Alzi la mano chi avrebbe mai sospettato che fra Sarrabus, Belgio ed il lontano e misterioso Congo ci fosse un legame forte che ha segnato la storia del sud-est della Sardegna. Cos’hanno a che fare questi paesi apparentemente così lontani?

Eppure nelle pieghe della storia della Sardegna contemporanea c’è proprio questo aspetto poco conosciuto: l’arrivo, all’inizio degli anni Sessanta nella sua zona sud-orientale di cittadini belgi, molti dei quali ex-coloni provenienti dall’ex Congo Belga che impiantarono proprio nel Sarrabus numerose aziende agricole dando vita ad una comunità che fino agli anni Novanta era forte di quasi un centinaio di persone.

Non basta. Insieme a loro, sempre all’inizio degli anni Sessanta, arrivarono altri belgi, non sempre direttamente legati alle vicende relative all’ex colonia del Congo, giunti in Sardegna attirati dal miraggio Costa Smeralda, quella zona della Sardegna nord-orientale che in quegli anni cominciava a prendere forma come paradiso del turismo d’elite.

Il Sarrabus, ed in particolare la zona corrispondente all’odierna Costa Rei sembrò loro un autentico Eldorado, il luogo ideale, anche grazie ai prezzi relativamente bassi dei terreni sul mare, per impiantare delle attività turistiche e avviare operazioni immobiliari in una terra inaccessibile e spopolata.

Si tratta di due persone molto diverse fra loro: Guido Van Alphen, classe 1939, e Jacques Piefbeuf, classe 1934. Il primo vive e lavora in Belgio nell’agenzia immobiliare di famiglia ed è attratto dalla Sardegna, in cui vedeva la possibilità di forti profitti nel settore turistico. Il secondo è un agronomo nato e cresciuto in Congo, ha lavorato a lungo come agronomo in un’azienda agricola di proprietà di connazionali belgi. Dal Congo è dovuto fuggire nel 1961 insieme alla famiglia all’esplodere di un sanguinoso conflitto civile seguito all’indipendenza del paese.
########################################
= OBIETTIVO A =
Secondo il brano sui belgi nel Sarrabus, in che anno Jacques Piefbeuf è dovuto fuggire dal Congo con la famiglia?

= Record =
########################################
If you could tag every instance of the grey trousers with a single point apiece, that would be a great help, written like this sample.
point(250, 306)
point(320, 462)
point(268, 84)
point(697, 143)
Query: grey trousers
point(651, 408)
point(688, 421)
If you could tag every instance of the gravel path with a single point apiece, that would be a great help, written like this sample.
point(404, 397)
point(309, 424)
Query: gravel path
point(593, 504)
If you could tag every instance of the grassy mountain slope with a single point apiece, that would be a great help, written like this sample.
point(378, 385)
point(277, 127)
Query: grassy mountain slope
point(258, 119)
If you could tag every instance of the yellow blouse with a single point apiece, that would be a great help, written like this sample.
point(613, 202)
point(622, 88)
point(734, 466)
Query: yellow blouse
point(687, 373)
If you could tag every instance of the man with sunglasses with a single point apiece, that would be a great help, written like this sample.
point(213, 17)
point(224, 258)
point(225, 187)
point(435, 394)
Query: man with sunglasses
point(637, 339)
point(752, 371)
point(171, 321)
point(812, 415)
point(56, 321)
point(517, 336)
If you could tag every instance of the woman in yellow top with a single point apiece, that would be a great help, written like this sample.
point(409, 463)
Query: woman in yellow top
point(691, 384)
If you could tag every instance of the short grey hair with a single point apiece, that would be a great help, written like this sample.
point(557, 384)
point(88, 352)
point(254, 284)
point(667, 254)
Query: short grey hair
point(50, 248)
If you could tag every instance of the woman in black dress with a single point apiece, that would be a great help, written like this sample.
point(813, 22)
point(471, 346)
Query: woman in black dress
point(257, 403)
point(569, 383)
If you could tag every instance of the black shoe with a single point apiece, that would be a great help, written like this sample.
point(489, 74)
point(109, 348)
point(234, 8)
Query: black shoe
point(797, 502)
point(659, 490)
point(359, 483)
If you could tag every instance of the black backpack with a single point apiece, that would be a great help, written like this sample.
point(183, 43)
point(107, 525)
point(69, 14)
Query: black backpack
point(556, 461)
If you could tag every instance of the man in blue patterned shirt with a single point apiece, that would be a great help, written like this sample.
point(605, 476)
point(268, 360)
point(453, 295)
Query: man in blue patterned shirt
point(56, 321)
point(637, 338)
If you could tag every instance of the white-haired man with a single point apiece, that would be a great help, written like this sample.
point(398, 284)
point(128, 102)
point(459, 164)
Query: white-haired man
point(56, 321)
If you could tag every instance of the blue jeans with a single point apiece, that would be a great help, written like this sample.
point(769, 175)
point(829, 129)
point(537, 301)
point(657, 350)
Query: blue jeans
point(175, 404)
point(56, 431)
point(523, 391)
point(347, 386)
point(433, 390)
########################################
= OBIETTIVO B =
Riscrivi la parte dei record che va dall'inizio dei record fino alla riga che contiene "point(688, 421)", entrambe comprese, con le richieste. Aggiungi 43 a ogni numero delle coordinate nelle risposte.

= SOLUZIONE SVOLTA A =
Nel 1961.

= SOLUZIONE SVOLTA B =
If you could tag every instance of the grey trousers with a single point apiece, that would be a great help, written like this sample.
point(250, 306)
point(320, 462)
point(268, 84)
point(697, 143)
Query: grey trousers
point(694, 451)
point(731, 464)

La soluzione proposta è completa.